* Objective: Reproduce all of the records below word for word, leaving out the pictures.

[Stored items]

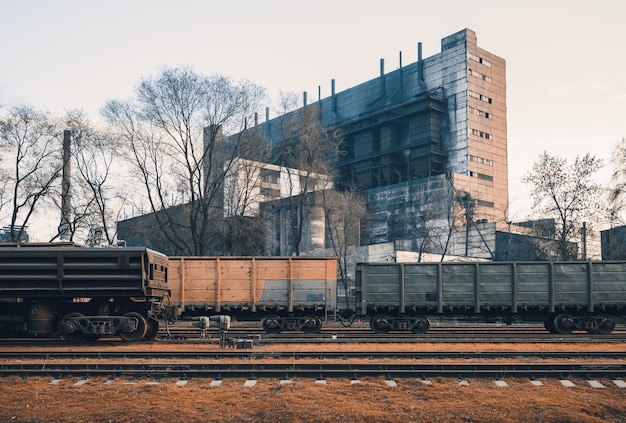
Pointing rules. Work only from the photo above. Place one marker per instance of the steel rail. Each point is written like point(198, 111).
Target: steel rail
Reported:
point(301, 355)
point(319, 371)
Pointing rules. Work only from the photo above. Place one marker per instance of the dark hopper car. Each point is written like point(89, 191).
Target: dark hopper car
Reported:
point(81, 293)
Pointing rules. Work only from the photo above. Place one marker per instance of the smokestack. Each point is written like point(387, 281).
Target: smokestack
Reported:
point(65, 230)
point(420, 66)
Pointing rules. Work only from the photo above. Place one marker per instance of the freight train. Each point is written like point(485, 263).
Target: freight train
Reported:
point(81, 293)
point(565, 296)
point(287, 293)
point(86, 293)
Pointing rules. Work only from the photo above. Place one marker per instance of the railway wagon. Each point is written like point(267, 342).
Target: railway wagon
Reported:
point(565, 296)
point(285, 293)
point(81, 293)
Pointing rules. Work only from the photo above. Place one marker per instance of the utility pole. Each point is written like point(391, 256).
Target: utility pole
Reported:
point(65, 229)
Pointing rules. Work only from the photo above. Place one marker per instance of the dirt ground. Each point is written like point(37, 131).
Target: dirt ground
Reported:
point(303, 400)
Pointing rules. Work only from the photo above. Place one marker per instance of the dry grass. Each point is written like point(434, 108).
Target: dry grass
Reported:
point(372, 400)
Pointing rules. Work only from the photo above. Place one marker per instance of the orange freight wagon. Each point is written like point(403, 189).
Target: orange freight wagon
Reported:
point(286, 293)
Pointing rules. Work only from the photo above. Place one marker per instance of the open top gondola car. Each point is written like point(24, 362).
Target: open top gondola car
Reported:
point(565, 296)
point(285, 293)
point(81, 293)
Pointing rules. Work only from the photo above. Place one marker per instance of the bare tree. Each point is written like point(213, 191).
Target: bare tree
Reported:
point(174, 129)
point(306, 147)
point(31, 145)
point(617, 196)
point(344, 214)
point(566, 192)
point(97, 200)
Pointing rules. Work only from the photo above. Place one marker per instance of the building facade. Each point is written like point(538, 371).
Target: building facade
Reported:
point(424, 142)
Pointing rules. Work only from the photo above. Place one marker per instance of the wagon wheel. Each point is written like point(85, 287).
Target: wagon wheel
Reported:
point(421, 325)
point(273, 324)
point(76, 335)
point(311, 324)
point(564, 324)
point(379, 324)
point(606, 326)
point(153, 329)
point(139, 332)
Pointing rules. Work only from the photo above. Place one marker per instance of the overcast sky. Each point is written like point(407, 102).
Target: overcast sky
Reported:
point(566, 59)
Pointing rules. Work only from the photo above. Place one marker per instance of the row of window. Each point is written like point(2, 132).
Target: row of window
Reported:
point(481, 134)
point(478, 75)
point(478, 59)
point(479, 112)
point(479, 96)
point(481, 160)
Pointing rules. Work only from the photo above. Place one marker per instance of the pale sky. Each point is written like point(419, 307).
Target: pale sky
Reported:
point(566, 59)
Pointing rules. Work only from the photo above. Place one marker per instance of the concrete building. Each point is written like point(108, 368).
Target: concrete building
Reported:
point(424, 142)
point(249, 183)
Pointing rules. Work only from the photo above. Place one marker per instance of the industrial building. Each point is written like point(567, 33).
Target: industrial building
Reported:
point(426, 145)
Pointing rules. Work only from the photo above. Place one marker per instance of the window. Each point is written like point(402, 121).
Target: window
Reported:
point(479, 75)
point(479, 96)
point(481, 134)
point(481, 176)
point(270, 192)
point(481, 160)
point(479, 59)
point(479, 112)
point(269, 175)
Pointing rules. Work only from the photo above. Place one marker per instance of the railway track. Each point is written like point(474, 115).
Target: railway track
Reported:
point(321, 365)
point(46, 356)
point(324, 370)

* Correct response:
Pointing rules. Work only from the photo above. Place one marker per instance of the steel rail. Each point is written like point(198, 111).
Target: steel rail
Reported:
point(301, 355)
point(319, 371)
Pointing rules. Work only from the photo above. Place one marker per instance of the dark hopper car. Each point is written like point(89, 191).
Target: dark hopper car
Reported:
point(81, 293)
Pointing rules. Work only from the photo above. Place one marker per instance of the smokestack. Each point is written like point(387, 281).
Target: smokestack
Reported:
point(65, 230)
point(420, 66)
Pointing rules. Work only from the photo above. Place one marker per instance of the freight train. Each point is written like point(485, 263).
Target: freight train
Reported:
point(81, 293)
point(565, 296)
point(287, 293)
point(86, 293)
Pointing rules. Work only from the photo above. Place one marker per instance of the railway wagon. Each point is written like point(267, 342).
Target: railway wagon
Reported:
point(565, 296)
point(285, 293)
point(81, 293)
Pointing rules. Work only from the photo above. Place one marker per instance of the utility pole. Each point is written like point(391, 256).
Target: utility pole
Reported:
point(65, 229)
Pointing rules. Work only from the photo above. Place one marker per instance of the dirt ground. Each point is written like point(37, 131).
Target: dirt ground
Reported:
point(303, 400)
Pointing rules. Work only from the photo above. Place one marker per instance of the dry grass. Each point is written like point(434, 108).
Target: dry grass
Reported:
point(372, 400)
Pointing rules. Work only from the photo above. Place one marker per instance of the orange freight wagon. Each point is written like point(403, 189).
Target: orange freight wagon
Reported:
point(286, 293)
Pointing rules. Work only from the photo above. Place one marker per instance of the open top gondola car. Each point is written like point(24, 362).
Target: open top gondola car
Reported:
point(565, 296)
point(285, 293)
point(81, 293)
Pointing rules. Work only from the photo above. Place one marker per instance of the bare tree. Each point is written like point(213, 191).
Target: bare tree
Reported:
point(174, 129)
point(306, 147)
point(31, 145)
point(617, 196)
point(344, 214)
point(566, 192)
point(97, 200)
Pointing rules. Work only from the photo above. Place one marker per instance of the building facade. Each point is written like point(538, 371).
Target: building facade
Reported:
point(424, 142)
Pointing rules. Work only from the photo above. Place one marker per instance of the wagon wheel. Each point is written like point(85, 287).
Target: wagon wheel
Reported:
point(421, 325)
point(273, 324)
point(76, 335)
point(311, 324)
point(564, 324)
point(379, 324)
point(606, 326)
point(153, 329)
point(139, 332)
Pointing rules. Work only from the photo above. Place one marker per instance of the overcast sky. Each point is written like point(407, 102).
Target: overcast sky
Reported:
point(566, 59)
Pointing rules. Work only from the photo above. Place one marker per instance of the row of window. Each point is written like point(2, 132).
Target: row of window
Reported:
point(481, 134)
point(478, 75)
point(478, 59)
point(479, 112)
point(479, 96)
point(481, 160)
Pointing rules. Work only from the photo above. Place one marker per instance of the pale sky. Each point is written like point(419, 307).
Target: pale sky
Reported:
point(566, 59)
Pointing rules. Work only from the photo above. Place one marker per instance of the concrete building. Each point is written like point(108, 368).
Target: concrete building
Reported:
point(424, 142)
point(249, 183)
Pointing rules. Work only from the photo above. Place one marker per instance of the industrial building. Each point is written like point(567, 33).
Target: industrial building
Reported:
point(426, 145)
Pointing rules. Work only from the photo above. Place one marker per instance of the window. Each point is written like point(402, 121).
Target: window
Reported:
point(479, 75)
point(479, 96)
point(481, 134)
point(481, 176)
point(270, 192)
point(481, 160)
point(479, 59)
point(479, 112)
point(269, 175)
Pointing rules. Work only from the photo above. Place one marker per instance of the railway track. Each point is written like point(474, 115).
Target: railway track
Reported:
point(321, 365)
point(46, 356)
point(324, 370)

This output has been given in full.